[PROMPT]
Please find the lines in the following records that hold "below", and copy them.

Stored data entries
________________
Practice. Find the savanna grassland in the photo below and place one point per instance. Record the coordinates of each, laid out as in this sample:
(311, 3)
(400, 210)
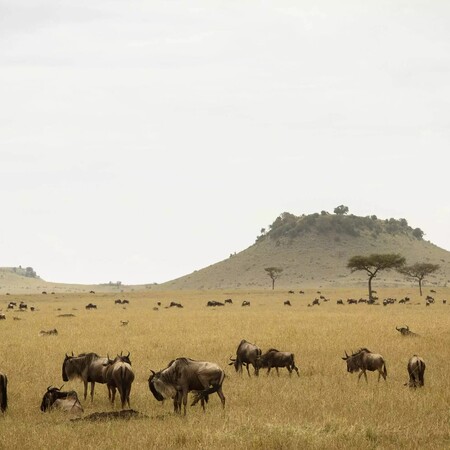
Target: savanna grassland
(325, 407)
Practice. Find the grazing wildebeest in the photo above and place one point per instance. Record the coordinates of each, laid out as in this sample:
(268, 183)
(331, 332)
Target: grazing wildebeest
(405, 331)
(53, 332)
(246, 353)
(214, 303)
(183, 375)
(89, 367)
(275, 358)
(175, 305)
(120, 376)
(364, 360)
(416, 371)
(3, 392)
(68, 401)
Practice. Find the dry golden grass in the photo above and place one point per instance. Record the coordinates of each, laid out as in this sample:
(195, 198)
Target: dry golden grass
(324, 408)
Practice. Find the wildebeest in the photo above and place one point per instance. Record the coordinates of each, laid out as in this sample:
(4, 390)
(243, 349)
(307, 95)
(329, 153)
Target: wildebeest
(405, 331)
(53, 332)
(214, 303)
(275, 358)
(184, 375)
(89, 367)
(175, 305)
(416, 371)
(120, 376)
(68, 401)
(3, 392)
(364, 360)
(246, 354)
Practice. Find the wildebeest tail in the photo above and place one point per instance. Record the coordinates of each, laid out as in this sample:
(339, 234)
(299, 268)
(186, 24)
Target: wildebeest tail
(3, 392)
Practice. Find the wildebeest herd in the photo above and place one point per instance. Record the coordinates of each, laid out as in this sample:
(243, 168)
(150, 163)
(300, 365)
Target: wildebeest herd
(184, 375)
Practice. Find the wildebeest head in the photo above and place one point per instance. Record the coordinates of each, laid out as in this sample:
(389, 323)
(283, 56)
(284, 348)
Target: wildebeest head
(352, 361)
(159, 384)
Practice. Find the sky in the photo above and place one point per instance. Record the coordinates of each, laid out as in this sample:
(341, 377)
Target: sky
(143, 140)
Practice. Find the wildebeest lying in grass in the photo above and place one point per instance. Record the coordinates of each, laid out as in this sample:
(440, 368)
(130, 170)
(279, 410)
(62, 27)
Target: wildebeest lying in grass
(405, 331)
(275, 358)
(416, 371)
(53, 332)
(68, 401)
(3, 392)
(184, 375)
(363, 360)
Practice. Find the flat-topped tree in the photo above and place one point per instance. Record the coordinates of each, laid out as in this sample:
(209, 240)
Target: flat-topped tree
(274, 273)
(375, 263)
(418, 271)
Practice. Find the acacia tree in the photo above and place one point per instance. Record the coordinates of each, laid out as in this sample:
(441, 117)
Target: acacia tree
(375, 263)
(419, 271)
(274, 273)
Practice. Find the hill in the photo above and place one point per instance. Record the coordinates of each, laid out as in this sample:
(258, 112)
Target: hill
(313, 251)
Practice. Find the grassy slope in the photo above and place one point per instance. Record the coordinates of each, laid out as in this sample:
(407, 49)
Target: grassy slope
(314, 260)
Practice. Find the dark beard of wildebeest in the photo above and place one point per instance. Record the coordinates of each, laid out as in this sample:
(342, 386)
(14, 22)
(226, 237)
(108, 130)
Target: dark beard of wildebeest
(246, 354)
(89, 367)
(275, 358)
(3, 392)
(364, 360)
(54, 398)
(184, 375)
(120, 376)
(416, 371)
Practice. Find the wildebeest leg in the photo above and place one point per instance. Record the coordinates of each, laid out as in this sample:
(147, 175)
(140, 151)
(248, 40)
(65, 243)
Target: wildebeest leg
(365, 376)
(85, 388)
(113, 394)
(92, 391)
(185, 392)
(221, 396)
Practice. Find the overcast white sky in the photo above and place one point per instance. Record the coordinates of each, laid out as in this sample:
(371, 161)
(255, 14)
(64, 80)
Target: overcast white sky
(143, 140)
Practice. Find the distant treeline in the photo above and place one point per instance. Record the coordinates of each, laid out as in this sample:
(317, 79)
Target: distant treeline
________________
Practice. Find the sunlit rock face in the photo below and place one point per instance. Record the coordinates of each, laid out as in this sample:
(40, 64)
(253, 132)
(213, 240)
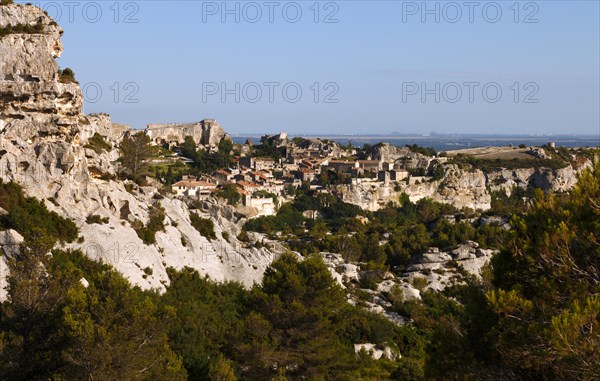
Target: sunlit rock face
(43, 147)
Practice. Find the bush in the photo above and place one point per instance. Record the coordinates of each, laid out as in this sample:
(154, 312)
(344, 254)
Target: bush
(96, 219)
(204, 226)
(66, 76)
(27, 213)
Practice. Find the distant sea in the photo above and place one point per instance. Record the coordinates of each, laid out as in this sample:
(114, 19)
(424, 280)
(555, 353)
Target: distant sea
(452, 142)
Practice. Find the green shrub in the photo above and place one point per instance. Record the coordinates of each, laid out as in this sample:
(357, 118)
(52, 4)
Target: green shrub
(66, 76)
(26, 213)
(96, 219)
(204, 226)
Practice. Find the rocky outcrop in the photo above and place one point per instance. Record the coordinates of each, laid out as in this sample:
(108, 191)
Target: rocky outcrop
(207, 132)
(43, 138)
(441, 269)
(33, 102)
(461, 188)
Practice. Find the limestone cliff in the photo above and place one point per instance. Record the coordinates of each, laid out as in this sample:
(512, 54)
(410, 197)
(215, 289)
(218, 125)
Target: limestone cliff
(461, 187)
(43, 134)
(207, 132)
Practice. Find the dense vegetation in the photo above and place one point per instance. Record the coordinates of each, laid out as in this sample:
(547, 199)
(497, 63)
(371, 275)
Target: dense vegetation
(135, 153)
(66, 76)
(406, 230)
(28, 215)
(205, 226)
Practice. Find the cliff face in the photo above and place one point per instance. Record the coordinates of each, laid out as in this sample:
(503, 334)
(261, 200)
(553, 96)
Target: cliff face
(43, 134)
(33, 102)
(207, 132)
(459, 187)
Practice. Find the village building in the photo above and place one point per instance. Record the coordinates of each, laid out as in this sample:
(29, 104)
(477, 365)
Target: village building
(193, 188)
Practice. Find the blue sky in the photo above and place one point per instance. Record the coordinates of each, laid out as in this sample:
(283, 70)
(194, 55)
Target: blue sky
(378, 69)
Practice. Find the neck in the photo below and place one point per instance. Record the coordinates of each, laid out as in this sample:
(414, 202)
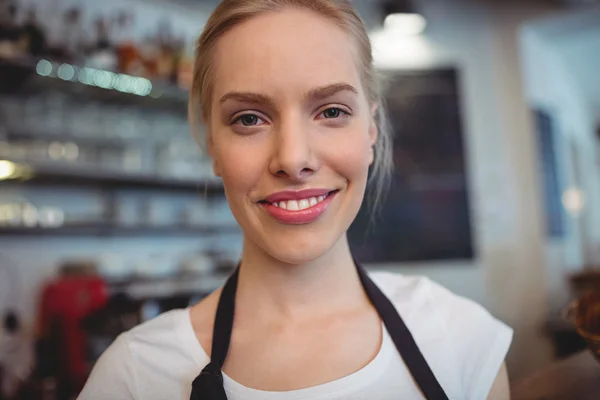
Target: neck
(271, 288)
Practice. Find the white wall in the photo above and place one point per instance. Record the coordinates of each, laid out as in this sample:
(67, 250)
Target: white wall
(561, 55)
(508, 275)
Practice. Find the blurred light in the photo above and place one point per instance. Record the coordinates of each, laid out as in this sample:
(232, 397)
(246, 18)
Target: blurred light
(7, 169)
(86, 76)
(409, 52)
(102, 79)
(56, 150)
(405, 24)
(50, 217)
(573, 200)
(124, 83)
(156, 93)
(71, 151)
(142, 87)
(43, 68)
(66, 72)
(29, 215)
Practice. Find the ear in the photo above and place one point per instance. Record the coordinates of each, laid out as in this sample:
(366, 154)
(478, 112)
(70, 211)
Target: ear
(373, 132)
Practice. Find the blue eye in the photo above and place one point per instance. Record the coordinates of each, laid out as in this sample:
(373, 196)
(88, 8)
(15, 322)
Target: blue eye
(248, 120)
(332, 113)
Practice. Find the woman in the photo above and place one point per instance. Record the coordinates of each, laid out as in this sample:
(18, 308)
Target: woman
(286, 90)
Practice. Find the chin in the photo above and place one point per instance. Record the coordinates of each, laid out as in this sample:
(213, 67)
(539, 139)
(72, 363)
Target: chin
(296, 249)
________________
[TASK OUTPUT]
Practice. Find the savanna grassland in the photo below and place one point per instance. Record the coordinates of each, laid out as in this sample:
Practice. Find the sunlit rock face in the photo below and place one point per instance. Record the coordinates of each, laid out as in this sample:
Practice. Find the neck in the photo below and place one point per instance. Record the coordinates of each, laid out as in this sample:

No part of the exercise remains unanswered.